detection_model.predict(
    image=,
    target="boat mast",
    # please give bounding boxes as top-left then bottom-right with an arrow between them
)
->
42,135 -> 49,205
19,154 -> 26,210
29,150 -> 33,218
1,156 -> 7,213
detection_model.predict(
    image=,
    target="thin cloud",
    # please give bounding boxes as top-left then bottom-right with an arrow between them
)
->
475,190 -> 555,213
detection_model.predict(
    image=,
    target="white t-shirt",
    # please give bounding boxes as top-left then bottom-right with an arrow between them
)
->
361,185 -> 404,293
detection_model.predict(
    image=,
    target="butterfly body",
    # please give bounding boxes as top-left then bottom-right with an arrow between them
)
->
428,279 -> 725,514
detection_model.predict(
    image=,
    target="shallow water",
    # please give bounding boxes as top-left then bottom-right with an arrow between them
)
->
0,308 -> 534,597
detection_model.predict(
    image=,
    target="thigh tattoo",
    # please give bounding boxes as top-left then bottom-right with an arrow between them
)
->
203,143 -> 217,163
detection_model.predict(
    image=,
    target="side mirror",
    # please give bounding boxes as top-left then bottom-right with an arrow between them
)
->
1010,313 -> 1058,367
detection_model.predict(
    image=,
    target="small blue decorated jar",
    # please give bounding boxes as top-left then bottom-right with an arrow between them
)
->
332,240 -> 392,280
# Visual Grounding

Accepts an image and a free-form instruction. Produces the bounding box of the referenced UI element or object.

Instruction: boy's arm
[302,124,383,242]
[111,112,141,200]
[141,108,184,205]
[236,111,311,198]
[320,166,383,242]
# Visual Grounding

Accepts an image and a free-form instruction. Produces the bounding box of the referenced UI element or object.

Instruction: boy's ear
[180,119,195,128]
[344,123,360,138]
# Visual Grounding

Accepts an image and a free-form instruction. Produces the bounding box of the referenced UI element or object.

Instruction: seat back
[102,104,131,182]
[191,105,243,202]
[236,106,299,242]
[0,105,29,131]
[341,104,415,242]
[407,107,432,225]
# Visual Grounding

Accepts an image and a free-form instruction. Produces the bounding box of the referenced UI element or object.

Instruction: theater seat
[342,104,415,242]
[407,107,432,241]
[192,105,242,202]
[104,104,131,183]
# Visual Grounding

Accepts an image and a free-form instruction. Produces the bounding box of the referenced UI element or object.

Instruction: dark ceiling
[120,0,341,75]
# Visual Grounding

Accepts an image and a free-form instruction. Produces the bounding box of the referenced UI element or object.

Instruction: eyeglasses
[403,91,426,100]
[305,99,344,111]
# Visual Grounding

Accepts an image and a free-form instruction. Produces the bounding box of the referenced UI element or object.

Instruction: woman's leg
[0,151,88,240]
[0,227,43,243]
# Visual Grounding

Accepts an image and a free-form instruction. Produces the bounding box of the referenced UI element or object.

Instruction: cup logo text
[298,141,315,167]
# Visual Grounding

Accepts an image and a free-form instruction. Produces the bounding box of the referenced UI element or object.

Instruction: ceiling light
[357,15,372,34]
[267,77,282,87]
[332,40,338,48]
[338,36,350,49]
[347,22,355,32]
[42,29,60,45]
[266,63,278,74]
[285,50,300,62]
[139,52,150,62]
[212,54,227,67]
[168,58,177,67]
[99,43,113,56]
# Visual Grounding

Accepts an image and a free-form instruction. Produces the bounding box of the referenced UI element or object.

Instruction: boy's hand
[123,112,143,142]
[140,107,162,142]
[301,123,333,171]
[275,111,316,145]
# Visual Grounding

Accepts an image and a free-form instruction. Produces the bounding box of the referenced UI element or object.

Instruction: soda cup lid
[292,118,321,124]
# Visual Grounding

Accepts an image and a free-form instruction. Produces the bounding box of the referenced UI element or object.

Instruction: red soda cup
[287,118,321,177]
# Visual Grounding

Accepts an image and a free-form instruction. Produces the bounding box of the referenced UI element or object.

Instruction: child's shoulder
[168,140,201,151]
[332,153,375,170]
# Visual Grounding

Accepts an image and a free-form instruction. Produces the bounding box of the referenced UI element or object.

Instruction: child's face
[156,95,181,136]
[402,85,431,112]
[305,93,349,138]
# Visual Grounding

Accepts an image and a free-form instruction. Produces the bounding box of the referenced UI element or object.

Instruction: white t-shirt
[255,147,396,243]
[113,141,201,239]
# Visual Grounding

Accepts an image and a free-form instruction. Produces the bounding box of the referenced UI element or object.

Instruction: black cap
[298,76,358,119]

REQUIRED TASK ▸ How many lines in the items above contain the string "seat"? Case counts. Reply with the number alone.

EXERCISE RESPONSE ▸ 2